=== Begin Enclosure ===
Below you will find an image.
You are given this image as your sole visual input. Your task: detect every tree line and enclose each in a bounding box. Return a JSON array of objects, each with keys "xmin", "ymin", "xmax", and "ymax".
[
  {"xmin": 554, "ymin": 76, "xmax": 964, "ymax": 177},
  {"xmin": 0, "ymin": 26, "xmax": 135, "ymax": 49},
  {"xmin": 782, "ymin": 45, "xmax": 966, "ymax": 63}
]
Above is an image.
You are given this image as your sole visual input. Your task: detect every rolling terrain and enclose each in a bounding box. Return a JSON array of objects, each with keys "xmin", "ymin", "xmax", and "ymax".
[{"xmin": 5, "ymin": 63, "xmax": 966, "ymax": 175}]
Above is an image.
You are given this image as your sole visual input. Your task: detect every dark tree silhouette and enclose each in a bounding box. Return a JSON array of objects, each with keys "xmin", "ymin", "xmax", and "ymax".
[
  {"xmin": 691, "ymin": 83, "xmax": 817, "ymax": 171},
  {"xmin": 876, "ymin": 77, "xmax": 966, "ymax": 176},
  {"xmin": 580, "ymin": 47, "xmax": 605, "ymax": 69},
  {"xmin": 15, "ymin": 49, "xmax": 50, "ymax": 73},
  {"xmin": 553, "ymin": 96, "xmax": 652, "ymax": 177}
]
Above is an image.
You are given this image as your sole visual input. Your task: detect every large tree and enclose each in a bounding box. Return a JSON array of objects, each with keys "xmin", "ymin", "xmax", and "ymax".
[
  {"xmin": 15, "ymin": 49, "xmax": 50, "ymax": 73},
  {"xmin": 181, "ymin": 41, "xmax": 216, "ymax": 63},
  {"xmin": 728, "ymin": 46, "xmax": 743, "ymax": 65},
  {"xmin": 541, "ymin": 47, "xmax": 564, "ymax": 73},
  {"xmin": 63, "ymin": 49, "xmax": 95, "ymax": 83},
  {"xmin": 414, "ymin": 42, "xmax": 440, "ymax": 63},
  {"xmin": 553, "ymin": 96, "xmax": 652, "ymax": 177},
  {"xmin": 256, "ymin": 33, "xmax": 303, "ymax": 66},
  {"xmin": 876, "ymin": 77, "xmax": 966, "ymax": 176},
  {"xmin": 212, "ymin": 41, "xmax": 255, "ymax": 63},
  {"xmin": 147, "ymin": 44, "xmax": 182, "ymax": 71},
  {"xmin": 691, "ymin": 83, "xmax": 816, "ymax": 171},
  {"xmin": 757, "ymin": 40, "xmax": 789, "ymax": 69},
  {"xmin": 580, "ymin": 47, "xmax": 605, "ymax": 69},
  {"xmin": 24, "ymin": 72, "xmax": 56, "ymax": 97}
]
=== End Enclosure ===
* **TASK DETAILS**
Restate the data above in full, word for word.

* **EXERCISE SOLUTION**
Below you will find an image.
You are given this image as your sole visual input. Your task: detect every tree line and enclose each in a bounding box. Return a JSON array of objects, each with keys "xmin", "ymin", "xmax", and "ymax".
[
  {"xmin": 554, "ymin": 76, "xmax": 964, "ymax": 177},
  {"xmin": 0, "ymin": 26, "xmax": 135, "ymax": 49},
  {"xmin": 782, "ymin": 45, "xmax": 966, "ymax": 63}
]
Above is an image.
You are given this image as your sole visual input. Your task: detect every rolling terrain and enclose each in a bounding box. Return a JSON array of objects, each with keys "xmin", "ymin", "xmax", and "ymax".
[{"xmin": 5, "ymin": 63, "xmax": 966, "ymax": 175}]
Above is an image.
You are given this image as your sole visual input. Your task: detect every dark tree silhouette and enclose each in a bounding box. Return a JSON array of objects, each with keys "xmin", "ymin", "xmax", and "ymax".
[
  {"xmin": 691, "ymin": 83, "xmax": 817, "ymax": 171},
  {"xmin": 876, "ymin": 77, "xmax": 966, "ymax": 176},
  {"xmin": 580, "ymin": 47, "xmax": 605, "ymax": 69},
  {"xmin": 15, "ymin": 49, "xmax": 50, "ymax": 73},
  {"xmin": 553, "ymin": 96, "xmax": 652, "ymax": 177}
]
Above is an image.
You are given this image as your sole visual input. Your task: detect every large tree and enclose each in a bounding box. Return a JSON array of objects, each with keys "xmin", "ymin", "xmax", and "ymax".
[
  {"xmin": 15, "ymin": 49, "xmax": 50, "ymax": 73},
  {"xmin": 181, "ymin": 41, "xmax": 216, "ymax": 63},
  {"xmin": 728, "ymin": 46, "xmax": 743, "ymax": 65},
  {"xmin": 541, "ymin": 47, "xmax": 564, "ymax": 73},
  {"xmin": 63, "ymin": 49, "xmax": 95, "ymax": 83},
  {"xmin": 414, "ymin": 42, "xmax": 440, "ymax": 63},
  {"xmin": 553, "ymin": 96, "xmax": 652, "ymax": 177},
  {"xmin": 256, "ymin": 33, "xmax": 303, "ymax": 66},
  {"xmin": 876, "ymin": 77, "xmax": 966, "ymax": 176},
  {"xmin": 212, "ymin": 41, "xmax": 255, "ymax": 63},
  {"xmin": 147, "ymin": 44, "xmax": 182, "ymax": 71},
  {"xmin": 691, "ymin": 83, "xmax": 816, "ymax": 171},
  {"xmin": 757, "ymin": 40, "xmax": 789, "ymax": 69},
  {"xmin": 580, "ymin": 47, "xmax": 605, "ymax": 69},
  {"xmin": 24, "ymin": 72, "xmax": 56, "ymax": 97}
]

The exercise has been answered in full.